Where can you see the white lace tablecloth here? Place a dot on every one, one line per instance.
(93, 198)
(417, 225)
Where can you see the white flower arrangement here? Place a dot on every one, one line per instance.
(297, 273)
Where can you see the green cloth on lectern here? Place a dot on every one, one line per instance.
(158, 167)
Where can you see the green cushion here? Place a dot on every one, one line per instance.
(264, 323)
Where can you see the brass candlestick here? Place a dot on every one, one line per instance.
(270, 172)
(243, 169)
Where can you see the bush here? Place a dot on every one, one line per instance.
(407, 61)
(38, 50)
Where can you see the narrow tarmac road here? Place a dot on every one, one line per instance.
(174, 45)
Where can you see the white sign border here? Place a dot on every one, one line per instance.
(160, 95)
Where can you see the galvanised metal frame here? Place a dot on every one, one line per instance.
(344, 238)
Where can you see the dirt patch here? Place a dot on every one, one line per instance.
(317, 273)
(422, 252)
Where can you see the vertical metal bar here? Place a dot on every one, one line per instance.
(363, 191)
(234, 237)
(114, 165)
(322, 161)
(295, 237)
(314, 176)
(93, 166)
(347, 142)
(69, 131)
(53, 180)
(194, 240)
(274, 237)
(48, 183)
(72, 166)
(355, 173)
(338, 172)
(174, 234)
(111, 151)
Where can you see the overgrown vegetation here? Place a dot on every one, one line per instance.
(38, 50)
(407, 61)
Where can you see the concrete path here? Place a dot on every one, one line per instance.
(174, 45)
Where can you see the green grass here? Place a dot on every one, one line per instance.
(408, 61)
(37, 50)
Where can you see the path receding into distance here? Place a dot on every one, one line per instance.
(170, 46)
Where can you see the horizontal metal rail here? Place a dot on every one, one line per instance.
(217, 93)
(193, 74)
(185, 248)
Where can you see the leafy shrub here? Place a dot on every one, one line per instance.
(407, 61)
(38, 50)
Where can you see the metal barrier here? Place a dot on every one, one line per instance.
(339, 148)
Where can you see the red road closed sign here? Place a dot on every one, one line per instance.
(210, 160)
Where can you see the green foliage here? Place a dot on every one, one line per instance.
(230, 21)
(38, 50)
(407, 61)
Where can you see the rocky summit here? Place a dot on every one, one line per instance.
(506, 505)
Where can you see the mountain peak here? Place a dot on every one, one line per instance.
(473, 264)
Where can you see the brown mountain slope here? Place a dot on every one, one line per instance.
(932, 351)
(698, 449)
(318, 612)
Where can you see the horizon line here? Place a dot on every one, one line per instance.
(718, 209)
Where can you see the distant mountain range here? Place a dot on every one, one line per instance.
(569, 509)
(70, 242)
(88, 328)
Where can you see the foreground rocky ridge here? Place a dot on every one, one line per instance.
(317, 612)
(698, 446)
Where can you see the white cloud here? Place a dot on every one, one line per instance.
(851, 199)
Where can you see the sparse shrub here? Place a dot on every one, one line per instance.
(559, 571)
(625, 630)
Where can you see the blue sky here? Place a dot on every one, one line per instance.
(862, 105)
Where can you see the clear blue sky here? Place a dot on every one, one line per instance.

» **WHAT IS REQUIRED**
Reproduce all of the entries above word for word, keeping every line in its original order.

» **WRITTEN SOLUTION**
Where can you see the white lace tablecloth here? Place a dot on every one, one line per instance.
(93, 198)
(417, 225)
Where can you see the white flower arrangement here? Place a dot on every one, one line per instance.
(297, 273)
Where can you see the green cloth on lectern here? Place a dot on every one, one line per instance.
(158, 167)
Where can you see the green cushion here? Place a dot on every one, one line per instance.
(264, 323)
Where can you see the brass candlestick here? Place a dot on every one, one line per instance.
(270, 172)
(243, 169)
Where can you see the bush here? Place a dot on every one, one line per instance.
(407, 61)
(38, 50)
Where can you see the narrow tarmac road here? Place a dot on every one, one line per instance.
(174, 45)
Where can you see the white sign border here? Place a dot on every one, one line per instance.
(160, 95)
Where can you see the galvanised metal frame here? Place a dot on every one, one line per instance.
(344, 238)
Where can you see the dirt patch here? Place a dot on every one, one line per instance.
(317, 273)
(422, 252)
Where can you see the vertical metal bar here? Place a dot on every one, one line per instance.
(363, 191)
(234, 237)
(114, 165)
(322, 161)
(295, 237)
(314, 176)
(93, 166)
(347, 142)
(69, 131)
(53, 180)
(194, 240)
(274, 237)
(48, 183)
(72, 166)
(355, 173)
(338, 172)
(174, 234)
(111, 151)
Where can you see the overgrown vegetation here? Place a dot on every one, one line per instance.
(38, 50)
(407, 61)
Where can you see the concrete path here? Place a dot on every one, one line per instance.
(174, 45)
Where can you see the green grass here? Place a dot on every one, one line per instance.
(408, 61)
(37, 50)
Where can you see the path receding into distance here? Place a dot on every one, one line per instance.
(170, 46)
Where can you see the horizontal metal rail here? Place a dot on every one, one line per instance.
(217, 93)
(193, 74)
(185, 248)
Where can you see the leafy shrub here? Place a dot on every one, one line per instance.
(407, 61)
(38, 50)
Where can you see the metal barrier here? Place a dot on every one, one line per instance.
(339, 148)
Where can you see the red road closed sign here? Place a dot on every one, one line per instance.
(210, 160)
Where can you see the green foliage here? Place a dot on every one, one line per instance.
(230, 21)
(38, 50)
(407, 61)
Where can you see the rocky summit here? Place a dot on every one, one line per instance.
(506, 505)
Where can you see the mountain peak here? Place a dot on every one, one line per instance.
(473, 264)
Where can you see the brown mountain slope here? Place a dot on every one, one line per instance.
(932, 351)
(698, 449)
(318, 612)
Where can you see the horizon line here? Place a dot on every one, one line per instance.
(718, 209)
Where can you see the distant mountain range here? Place a dot on every one, one line per instance.
(569, 509)
(70, 242)
(88, 328)
Where can you see the foreground rocky ridge here? Place a dot on every one, one line per instance.
(317, 612)
(698, 446)
Where can you see the white cloud here? Place a dot on every one, one line per instance.
(851, 199)
Where can you see the sparse shrub here? Place a dot on every one, one line per instance.
(559, 571)
(625, 630)
Where can you see the blue sky here? Place a dot on every one, one line per instance.
(862, 105)
Where can you see the clear blue sky here? Place a dot on every one, one line per instance.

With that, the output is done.